→ **Selected excerpt**
Some college students used game theory to get an A by exploiting a loophole in the grading curve.

Catherine Rampell explains:

In several computer science courses at Johns Hopkins University, the grading curve was set by giving the highest score on the final an A, and then adjusting all lower scores accordingly. The students determined that if they collectively boycotted, then the highest score would be a zero, and so everyone would get an A.

Inside Higher Ed, writes:

The students refused to come into the room and take the exam, so we sat there for a while: me on the inside, they on the outside,” [Peter Fröhlich, the professor,] said. “After about 20-30 minutes I would give up…. Then we all left.” The students waited outside the rooms to make sure that others honored the boycott, and were poised to go in if someone had. No one did, though.

Andrew Kelly, a student in Fröhlich’s Introduction to Programming class who was one of the boycott’s key organizers, explained the logic of the students’ decision via e-mail: “Handing out 0’s to your classmates will not improve your performance in this course,” Kelly said.

“So if you can walk in with 100 percent confidence of answering every question correctly, then your payoff would be the same for either decision. Just consider the impact on your other exam performances if you studied for [the final] at the level required to guarantee yourself 100. Otherwise, it’s best to work with your colleagues to ensure a 100 for all and a very pleasant start to the holidays.”

Bayesian Nash equilibria

In this one-off final exam, there are at least two Bayesian Nash equilibria (a stable outcome, where no student has an incentive to change his strategy after considering the other students’ strategies). Equilibrium #1 is that no one takes the test, and equilibrium #2 is that everyone takes the test. Both equilibria depend on what all the students believe their peers will do.

If all students believe that everyone will boycott with 100 percent certainty, then everyone should boycott (#1). But if anyone suspects that even one person will break the boycott, then at least someone will break the boycott, and everyone else will update their choices and decide to take the exam (#2).

Two incomplete thoughts

First, exploiting loopholes ensures increasing rules, laws, and language (to close previous loopholes), which lead to creating more complexity. More complexity, in turn, leads to more loopholes (among other things). … you see where this is going.

Second, ‘gaming the system’ is a form of game theory. What’s best for you, the individual (or in this case, a small group), may not be best for society.

Today’s college kids are tomorrow’s bankers and CEO’s. Just because you can do something doesn’t mean you should.

Update (via metafilter): In 2009, Peter Fröhlich, the instructor mentioned above, published Game Design: Tricking Students into Learning More.

→ **Instructions to follow**
In the boycott text, how was the grading curve set in the Johns Hopkins computer science courses? Answer using only the boycott text.

→ **Collected data**
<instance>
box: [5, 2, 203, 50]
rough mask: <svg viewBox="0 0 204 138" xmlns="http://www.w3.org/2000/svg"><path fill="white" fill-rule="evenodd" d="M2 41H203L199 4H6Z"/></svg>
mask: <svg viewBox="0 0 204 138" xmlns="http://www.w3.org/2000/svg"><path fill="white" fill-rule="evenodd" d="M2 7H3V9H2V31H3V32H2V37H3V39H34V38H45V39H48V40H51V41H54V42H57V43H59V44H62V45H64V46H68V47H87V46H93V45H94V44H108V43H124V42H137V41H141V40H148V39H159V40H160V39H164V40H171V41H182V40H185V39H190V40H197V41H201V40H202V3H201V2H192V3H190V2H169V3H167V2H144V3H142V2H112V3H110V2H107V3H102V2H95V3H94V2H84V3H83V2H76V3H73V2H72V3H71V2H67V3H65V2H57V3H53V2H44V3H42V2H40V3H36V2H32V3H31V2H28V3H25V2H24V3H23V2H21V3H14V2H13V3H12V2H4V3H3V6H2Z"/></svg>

→ **Output for this task**
The highest score on the final got an A, and all lower scores were adjusted accordingly.